**WHAT TO WORK ON:** When you come to the line with "x=97, y=173", begin repeating; continue exactly through the final line of the records and include nothing from before.

..........

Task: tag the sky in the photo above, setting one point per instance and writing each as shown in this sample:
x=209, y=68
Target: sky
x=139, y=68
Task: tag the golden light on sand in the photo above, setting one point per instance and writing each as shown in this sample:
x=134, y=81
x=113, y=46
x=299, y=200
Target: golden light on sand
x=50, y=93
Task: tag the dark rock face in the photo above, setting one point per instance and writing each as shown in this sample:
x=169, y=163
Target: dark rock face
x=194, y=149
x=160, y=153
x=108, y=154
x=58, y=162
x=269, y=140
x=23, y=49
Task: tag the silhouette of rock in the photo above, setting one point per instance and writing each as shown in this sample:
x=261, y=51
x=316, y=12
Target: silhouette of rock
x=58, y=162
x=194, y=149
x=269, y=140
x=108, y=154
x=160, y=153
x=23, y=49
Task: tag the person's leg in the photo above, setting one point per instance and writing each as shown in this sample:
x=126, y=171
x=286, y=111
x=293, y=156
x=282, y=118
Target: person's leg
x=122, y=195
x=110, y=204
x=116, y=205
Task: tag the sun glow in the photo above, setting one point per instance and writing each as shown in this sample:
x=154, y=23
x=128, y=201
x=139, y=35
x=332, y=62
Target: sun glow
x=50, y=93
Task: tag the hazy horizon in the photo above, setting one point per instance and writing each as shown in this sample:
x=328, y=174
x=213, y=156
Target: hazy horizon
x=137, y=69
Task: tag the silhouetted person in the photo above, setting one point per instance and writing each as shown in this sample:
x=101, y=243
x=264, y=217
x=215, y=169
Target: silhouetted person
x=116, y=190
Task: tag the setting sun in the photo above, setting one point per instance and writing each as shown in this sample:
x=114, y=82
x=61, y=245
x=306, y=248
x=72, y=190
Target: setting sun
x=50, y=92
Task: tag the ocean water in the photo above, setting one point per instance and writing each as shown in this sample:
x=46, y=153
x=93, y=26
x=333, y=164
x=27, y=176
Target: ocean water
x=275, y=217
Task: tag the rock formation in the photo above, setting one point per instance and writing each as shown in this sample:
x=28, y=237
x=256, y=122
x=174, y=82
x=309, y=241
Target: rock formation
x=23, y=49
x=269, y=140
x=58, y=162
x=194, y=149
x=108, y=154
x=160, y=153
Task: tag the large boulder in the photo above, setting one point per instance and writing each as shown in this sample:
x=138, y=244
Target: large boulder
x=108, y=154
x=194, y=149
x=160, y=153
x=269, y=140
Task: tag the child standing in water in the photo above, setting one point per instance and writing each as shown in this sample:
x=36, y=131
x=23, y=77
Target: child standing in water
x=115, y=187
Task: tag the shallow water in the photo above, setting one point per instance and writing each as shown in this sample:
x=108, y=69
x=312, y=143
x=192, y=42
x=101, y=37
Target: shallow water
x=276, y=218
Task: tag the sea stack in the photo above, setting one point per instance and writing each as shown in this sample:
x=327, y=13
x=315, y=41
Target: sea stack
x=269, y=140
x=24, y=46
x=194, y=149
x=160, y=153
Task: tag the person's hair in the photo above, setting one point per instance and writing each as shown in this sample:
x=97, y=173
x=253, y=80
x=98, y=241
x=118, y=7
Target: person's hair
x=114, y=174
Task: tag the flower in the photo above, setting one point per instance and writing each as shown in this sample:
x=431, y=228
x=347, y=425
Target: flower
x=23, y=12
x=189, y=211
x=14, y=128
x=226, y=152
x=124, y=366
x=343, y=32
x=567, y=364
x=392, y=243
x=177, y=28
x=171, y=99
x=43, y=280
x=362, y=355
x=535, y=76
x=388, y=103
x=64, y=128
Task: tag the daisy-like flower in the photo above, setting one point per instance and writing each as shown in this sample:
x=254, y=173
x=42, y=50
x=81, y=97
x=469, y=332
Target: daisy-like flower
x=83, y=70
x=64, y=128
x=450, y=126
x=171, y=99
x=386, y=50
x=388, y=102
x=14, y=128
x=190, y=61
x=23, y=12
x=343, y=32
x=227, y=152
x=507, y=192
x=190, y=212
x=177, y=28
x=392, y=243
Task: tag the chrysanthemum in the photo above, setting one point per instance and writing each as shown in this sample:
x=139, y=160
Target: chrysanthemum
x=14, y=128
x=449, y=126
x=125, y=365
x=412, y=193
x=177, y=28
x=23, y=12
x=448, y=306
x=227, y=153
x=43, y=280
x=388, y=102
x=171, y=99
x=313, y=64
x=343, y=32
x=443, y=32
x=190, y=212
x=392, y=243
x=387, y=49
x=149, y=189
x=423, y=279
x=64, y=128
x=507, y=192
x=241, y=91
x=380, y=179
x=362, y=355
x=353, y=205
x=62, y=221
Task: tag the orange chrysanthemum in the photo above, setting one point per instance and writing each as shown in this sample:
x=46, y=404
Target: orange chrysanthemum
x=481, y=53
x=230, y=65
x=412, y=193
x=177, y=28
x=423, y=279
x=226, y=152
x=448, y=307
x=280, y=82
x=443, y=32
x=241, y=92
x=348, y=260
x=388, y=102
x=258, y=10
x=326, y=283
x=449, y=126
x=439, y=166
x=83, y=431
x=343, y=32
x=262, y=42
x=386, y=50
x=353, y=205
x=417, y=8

..........

**EXERCISE OUTPUT:**
x=97, y=173
x=253, y=80
x=98, y=241
x=118, y=7
Target: person's hair
x=114, y=174
Task: tag the flower in the photo above, setting one point per instance and writing each as shown in this sample:
x=431, y=228
x=347, y=425
Target: flower
x=23, y=12
x=189, y=211
x=14, y=128
x=226, y=152
x=124, y=366
x=343, y=32
x=567, y=364
x=392, y=243
x=177, y=28
x=171, y=99
x=43, y=280
x=362, y=355
x=535, y=76
x=388, y=103
x=64, y=128
Task: tag the daisy-like flower in the photo above, setting one point per instance and writing each as shown in this sample:
x=254, y=173
x=42, y=50
x=81, y=97
x=469, y=332
Target: daisy-like flower
x=83, y=70
x=64, y=128
x=450, y=126
x=171, y=99
x=386, y=50
x=388, y=102
x=14, y=128
x=190, y=61
x=23, y=12
x=343, y=32
x=227, y=152
x=507, y=192
x=190, y=212
x=177, y=28
x=392, y=243
Task: tag the chrysanthemum in the photo above, setting one point per instance and writing each as shown in this sample:
x=139, y=160
Target: chrysanthemum
x=14, y=128
x=449, y=126
x=125, y=365
x=412, y=193
x=177, y=28
x=23, y=12
x=448, y=306
x=227, y=153
x=43, y=280
x=388, y=102
x=171, y=99
x=313, y=64
x=343, y=32
x=443, y=32
x=190, y=212
x=392, y=243
x=387, y=49
x=149, y=189
x=423, y=279
x=64, y=128
x=507, y=192
x=241, y=91
x=380, y=179
x=362, y=355
x=353, y=205
x=62, y=221
Task: tag the orange chrysanthemum in the photo above, setting one point per instance and writing each as shown in this sample:
x=46, y=404
Target: orange chrysanthemum
x=481, y=53
x=230, y=65
x=412, y=193
x=177, y=28
x=423, y=279
x=226, y=152
x=448, y=307
x=280, y=82
x=443, y=32
x=241, y=92
x=348, y=260
x=388, y=102
x=258, y=10
x=326, y=283
x=449, y=126
x=439, y=166
x=83, y=431
x=343, y=32
x=262, y=42
x=386, y=50
x=353, y=205
x=417, y=8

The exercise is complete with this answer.